# [TEXT PROVIDED]
-- BEGIN --
1. A solar shield operable for installation in an inlet of a water tank,

the solar shield having at least one opening therein to allow water to pass

through the solar shield, each opening extending along or around at least a

portion of the solar shield near an outer edge of the solar shield,

wherein, when the solar shield is installed in the inlet of the water tank,

there is substantially no direct line-of-sight access for sunlight to travel through

the opening(s) into the tank, and

water is required to travel/flow/move in an outward direction relative to a

geometric centre of the solar shield in order to pass through the opening(s) into

the tank, or at least a component of the water's overall travel/flow/movement

direction must be in an outward direction relative to the geometric centre of the

solar shield and, after passing through the opening(s) in the outward direction,

water can fall vertically into the tank without any further horizontal

displacement.

2. The solar shield as claimed in claim 1, wherein the solar shield is an in-tank

solar shield.

3. The solar shield as claimed in claim 1 or 2, wherein the solar shield has a main

horizontal portion that extends across the tank inlet and a plurality of arms that

extend upwardly from the main horizontal portion to engage with a rim of the

tank inlet.

4. The solar shield as claimed in any one of the preceding claims, wherein the

solar shield is circular in planform shape.

5. The solar shield as claimed in claim 4, wherein there is at least one opening

through which water can pass through the solar shield and which extends

around at least a portion of the circumference of the solar shield near the outer

edge of the solar shield.

6. The solar shield as claimed in claim 5, wherein there is at least one opening

through which water can pass through the solar shield and which extends

around the full circumference of the solar shield near the outer edge of the solar

shield.

7. The solar shield as claimed in claim 4, wherein there are multiple openings

through which water can pass through the solar shield, and each opening

extends around at least a portion of the circumference of the solar shield near

the outer edge of the solar shield.

8. The solar shield as claimed in claim 7, wherein each opening extends around

the full circumference of the solar shield, with one of the openings being located

closest to the outer edge of the solar shield and the other opening(s) being

located inwardly thereof relative to the outer edge of the solar shield.

9. The solar shield as claimed in claim 3, or any one of claims 4-8 when

dependent on claim 3, wherein the main horizontal portion of the solar shield

includes a central cover portion and an outer cover portion located relatively on

the outside of the central cover portion, and an inner edge of the outer cover

portion is positioned higher than/above an outer edge of the central cover

portion such that an opening is formed between the outer edge of the central

cover portion and the inner edge of the outer cover portion.

10. The solar shield as claimed in claim 9, wherein the main horizontal portion of

the solar shield further includes a second outer cover portion located relatively on the outside of the outer cover portion, and an inner edge of the second outer cover portion is positioned higher than/above an outer edge of the outer cover portion such that a second opening is formed between the outer edge of the outer cover portion and the inner edge of the second outer cover portion.

11. The solar shield as claimed in claim 10, wherein the main horizontal portion of

the solar shield further includes an outer wall, the inside of the outer wall having

a shading rim extending inwardly therefrom, and an inner edge of the shading

rim is positioned higher than/above an outer edge of the second outer cover

portion such that a third opening is formed between the outer edge of the

second outer cover portion and the inner edge of the shading rim.

12. The solar shield as claimed in claim 3, or any one of claims 4-11 when

dependent on claim 3, further including one or more baffles extending generally

vertically from an underside of the main horizontal portion.

13. The solar shield as claimed in any one of the preceding claims, further including

one or more features operable to limit the amount or the extent to which water

flows in a direction transverse to the direction outward relative to the geometric

centre of the solar shield.
-- END --
# [THE TASK]
Reproduce the solar shield claims above verbatim, between "3. The solar shield as claimed in claim" and "in planform shape.", inclusive.

# [RECORDED INFORMATION]
-- BEGIN --
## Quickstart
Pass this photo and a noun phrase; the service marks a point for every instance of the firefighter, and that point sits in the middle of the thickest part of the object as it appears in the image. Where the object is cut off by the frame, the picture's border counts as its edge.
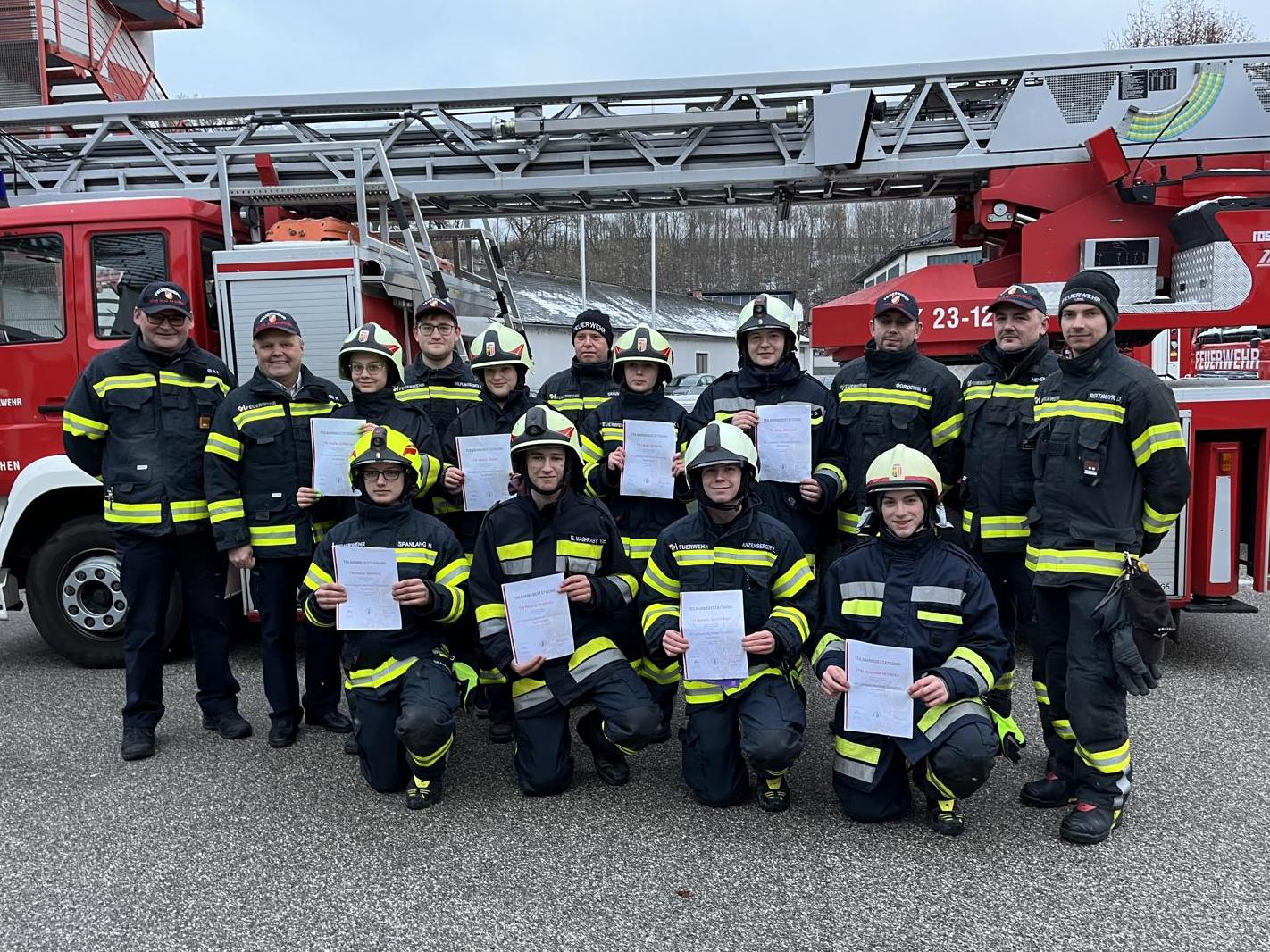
-- END --
# [WRITTEN RESPONSE]
3. The solar shield as claimed in claim 1 or 2, wherein the solar shield has a main

horizontal portion that extends across the tank inlet and a plurality of arms that

extend upwardly from the main horizontal portion to engage with a rim of the

tank inlet.

4. The solar shield as claimed in any one of the preceding claims, wherein the

solar shield is circular in planform shape.